Collected data entries

=== Begin Enclosure ===

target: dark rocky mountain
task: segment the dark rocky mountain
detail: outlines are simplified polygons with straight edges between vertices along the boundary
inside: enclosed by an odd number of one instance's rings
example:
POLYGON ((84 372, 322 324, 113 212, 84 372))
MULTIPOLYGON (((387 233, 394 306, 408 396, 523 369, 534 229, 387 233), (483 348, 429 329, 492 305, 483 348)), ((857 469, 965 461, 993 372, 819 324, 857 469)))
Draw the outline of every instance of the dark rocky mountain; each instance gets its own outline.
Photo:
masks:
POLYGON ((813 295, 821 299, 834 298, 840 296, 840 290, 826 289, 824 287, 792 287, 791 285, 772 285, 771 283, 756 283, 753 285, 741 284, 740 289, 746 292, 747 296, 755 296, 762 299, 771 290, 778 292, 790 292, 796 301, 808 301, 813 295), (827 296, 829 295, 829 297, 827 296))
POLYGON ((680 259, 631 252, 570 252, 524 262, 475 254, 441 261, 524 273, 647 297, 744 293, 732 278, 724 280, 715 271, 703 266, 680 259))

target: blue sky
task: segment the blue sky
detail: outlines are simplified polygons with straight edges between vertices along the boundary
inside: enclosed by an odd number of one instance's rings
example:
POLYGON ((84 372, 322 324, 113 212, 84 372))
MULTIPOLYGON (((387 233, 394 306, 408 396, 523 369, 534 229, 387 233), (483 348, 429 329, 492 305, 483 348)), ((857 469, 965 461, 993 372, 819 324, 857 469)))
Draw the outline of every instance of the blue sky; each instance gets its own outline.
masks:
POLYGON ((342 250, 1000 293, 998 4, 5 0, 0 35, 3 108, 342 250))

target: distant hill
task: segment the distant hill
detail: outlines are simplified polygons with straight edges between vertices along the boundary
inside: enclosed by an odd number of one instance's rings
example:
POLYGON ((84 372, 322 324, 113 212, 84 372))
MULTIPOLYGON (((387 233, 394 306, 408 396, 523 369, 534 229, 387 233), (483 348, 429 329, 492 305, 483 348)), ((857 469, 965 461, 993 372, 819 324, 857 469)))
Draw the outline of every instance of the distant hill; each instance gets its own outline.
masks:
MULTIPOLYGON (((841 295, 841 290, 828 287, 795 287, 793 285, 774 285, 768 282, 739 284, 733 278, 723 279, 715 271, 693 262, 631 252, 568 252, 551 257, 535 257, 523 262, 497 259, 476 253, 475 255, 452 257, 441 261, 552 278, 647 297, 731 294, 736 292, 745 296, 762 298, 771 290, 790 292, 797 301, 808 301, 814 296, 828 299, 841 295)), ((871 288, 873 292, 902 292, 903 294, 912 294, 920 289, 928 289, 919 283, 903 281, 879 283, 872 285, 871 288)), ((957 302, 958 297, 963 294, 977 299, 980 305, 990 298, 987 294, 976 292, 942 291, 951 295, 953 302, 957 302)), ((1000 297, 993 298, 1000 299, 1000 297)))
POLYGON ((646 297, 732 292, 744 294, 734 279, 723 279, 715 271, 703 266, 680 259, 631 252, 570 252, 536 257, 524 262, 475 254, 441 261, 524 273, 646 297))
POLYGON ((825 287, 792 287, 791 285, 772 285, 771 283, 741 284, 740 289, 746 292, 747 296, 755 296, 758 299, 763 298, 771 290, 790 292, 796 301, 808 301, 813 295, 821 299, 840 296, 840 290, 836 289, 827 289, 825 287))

=== End Enclosure ===

◆ **Exercise directions**:
Every record above should be output exactly.

◆ **Expected output**:
target: dark rocky mountain
task: segment the dark rocky mountain
detail: outlines are simplified polygons with straight edges between vertices along the boundary
inside: enclosed by an odd number of one instance's rings
example:
POLYGON ((84 372, 322 324, 113 212, 84 372))
MULTIPOLYGON (((387 233, 394 306, 408 396, 523 369, 534 229, 387 233), (483 348, 429 329, 492 305, 483 348)), ((857 469, 965 461, 993 372, 819 324, 857 469)))
Draw the outline of every instance of the dark rocky mountain; each instance gets its own outline.
Photo:
masks:
POLYGON ((813 295, 821 299, 834 298, 840 296, 840 290, 826 289, 824 287, 792 287, 791 285, 772 285, 771 283, 756 283, 753 285, 741 284, 740 289, 746 292, 747 296, 755 296, 762 299, 771 290, 778 292, 790 292, 796 301, 808 301, 813 295), (827 296, 829 295, 829 297, 827 296))
POLYGON ((680 259, 631 252, 570 252, 524 262, 475 254, 441 261, 524 273, 647 297, 744 293, 732 278, 724 280, 715 271, 703 266, 680 259))

target: blue sky
task: segment the blue sky
detail: outlines are simplified polygons with straight edges between vertices along the boundary
inside: enclosed by an odd number of one instance's rings
example:
POLYGON ((84 372, 322 324, 113 212, 84 372))
MULTIPOLYGON (((387 233, 394 306, 408 396, 523 369, 534 229, 387 233), (483 348, 429 329, 492 305, 483 348)), ((857 469, 965 461, 993 372, 819 324, 857 469)))
Draw the outline of every instance of the blue sky; each instance gets its own outline.
masks:
POLYGON ((342 250, 1000 293, 998 4, 5 0, 0 35, 3 108, 342 250))

target: distant hill
task: segment the distant hill
detail: outlines are simplified polygons with straight edges between vertices along the boundary
inside: enclosed by an odd number of one instance's rings
example:
POLYGON ((84 372, 322 324, 113 212, 84 372))
MULTIPOLYGON (((387 233, 394 306, 408 396, 523 369, 534 229, 387 233), (483 348, 429 329, 492 305, 483 348)), ((857 469, 965 461, 993 372, 819 324, 857 469)))
Draw the outline of every instance of the distant hill; each instance gets its own outline.
masks:
MULTIPOLYGON (((841 295, 841 290, 828 287, 795 287, 793 285, 774 285, 768 282, 739 284, 733 278, 723 279, 715 271, 693 262, 631 252, 568 252, 551 257, 535 257, 523 262, 497 259, 476 253, 475 255, 452 257, 441 261, 552 278, 647 297, 731 294, 736 292, 745 296, 762 298, 771 290, 790 292, 797 301, 808 301, 814 296, 828 299, 841 295)), ((871 288, 873 292, 902 292, 903 294, 912 294, 920 289, 928 289, 919 283, 903 281, 879 283, 872 285, 871 288)), ((957 302, 958 297, 963 294, 977 299, 980 305, 990 298, 987 294, 976 292, 942 291, 951 295, 953 302, 957 302)), ((1000 297, 993 298, 1000 299, 1000 297)))
POLYGON ((646 297, 732 292, 744 294, 734 279, 723 279, 715 271, 703 266, 680 259, 631 252, 570 252, 536 257, 524 262, 475 254, 441 261, 524 273, 646 297))
POLYGON ((825 287, 792 287, 791 285, 772 285, 771 283, 741 284, 740 289, 746 292, 747 296, 755 296, 758 299, 763 298, 771 290, 790 292, 796 301, 808 301, 813 295, 821 299, 840 296, 840 290, 836 289, 827 289, 825 287))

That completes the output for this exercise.